● What is being asked:
Lay out every line of the rows below as a JSON list of strings, one string per line, with blank lines skipped. Leave the pictures out.

● Image object location rows:
────────────────────

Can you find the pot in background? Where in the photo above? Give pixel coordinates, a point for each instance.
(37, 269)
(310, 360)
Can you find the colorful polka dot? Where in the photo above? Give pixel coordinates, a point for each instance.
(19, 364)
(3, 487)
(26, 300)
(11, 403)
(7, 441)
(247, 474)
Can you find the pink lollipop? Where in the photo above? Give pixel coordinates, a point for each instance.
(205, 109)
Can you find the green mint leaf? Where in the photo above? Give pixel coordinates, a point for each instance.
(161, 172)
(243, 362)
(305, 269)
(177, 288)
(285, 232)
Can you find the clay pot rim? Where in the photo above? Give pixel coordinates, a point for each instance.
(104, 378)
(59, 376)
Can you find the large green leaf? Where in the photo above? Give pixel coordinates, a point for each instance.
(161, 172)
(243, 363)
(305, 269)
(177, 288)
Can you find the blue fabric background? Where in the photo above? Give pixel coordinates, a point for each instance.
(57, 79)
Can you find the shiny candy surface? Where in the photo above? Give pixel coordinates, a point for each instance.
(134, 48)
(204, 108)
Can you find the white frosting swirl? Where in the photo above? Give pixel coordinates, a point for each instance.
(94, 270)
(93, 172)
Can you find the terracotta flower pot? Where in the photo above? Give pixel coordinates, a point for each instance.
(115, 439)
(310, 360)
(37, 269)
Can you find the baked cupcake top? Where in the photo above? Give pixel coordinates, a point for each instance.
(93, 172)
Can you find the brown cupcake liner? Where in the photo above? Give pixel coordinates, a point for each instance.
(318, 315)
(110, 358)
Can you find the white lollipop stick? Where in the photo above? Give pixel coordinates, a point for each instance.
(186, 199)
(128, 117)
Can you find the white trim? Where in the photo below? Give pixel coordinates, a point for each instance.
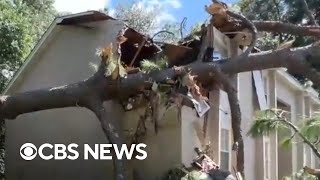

────────────────────

● Result of the exercise:
[
  "Can you find the pot in background? Where in the photo above? Give pixel coordinates, a point for each instance.",
  "(37, 269)",
  "(310, 360)",
  "Can you find the colorful polka dot? Where in the photo above? Give pixel coordinates, a point for each instance.",
  "(19, 364)",
  "(3, 487)",
  "(26, 300)",
  "(11, 403)",
  "(7, 441)",
  "(247, 474)",
  "Can you find the pink lollipop? Where in the photo above? Give pixel coordinates, a point for each instance.",
  "(205, 109)",
  "Can you find the green mint leaf? Where in the photo above? Give pixel coordinates, a point for each instance.",
  "(161, 172)",
  "(243, 362)",
  "(305, 269)",
  "(177, 288)",
  "(285, 232)",
  "Can you find the clay pot rim? Where in the photo above? Give pixel coordinates, a point for each instance.",
  "(104, 378)",
  "(59, 376)",
  "Can you find the large green leaf? Where in the photo above? Give pixel coordinates, a point for each instance.",
  "(161, 172)",
  "(243, 363)",
  "(305, 269)",
  "(177, 288)",
  "Can you find the blue fabric background? Where in the photo above? Give pixel coordinates, a point for each instance.",
  "(57, 79)",
  "Can you find the shiny candy surface? Where in the photo above? Give pixel coordinates, a point for each instance.",
  "(134, 48)",
  "(204, 108)",
  "Can you find the white frosting swirl? Where in the photo above? Give pixel coordinates, a point for each instance.",
  "(94, 270)",
  "(93, 172)",
  "Can you find the terracotta flower pot? Where in the photo above? Give pixel coordinates, a point for each instance.",
  "(115, 439)",
  "(310, 360)",
  "(37, 269)",
  "Can you find the baked cupcake top? Where in the photo above? Give pixel coordinates, a point for each instance.",
  "(93, 172)",
  "Can you find the brown cupcake liner? Where in the photo above? Give pixel coordinates, a point for each instance.",
  "(318, 315)",
  "(110, 358)",
  "Can you find the white lollipop stick? Where in the photo above? Give pixel coordinates, a point for each instance.",
  "(186, 199)",
  "(128, 117)",
  "Can you find the white trim? Where in the photo below? Give pixel coordinates, a point for each instance."
]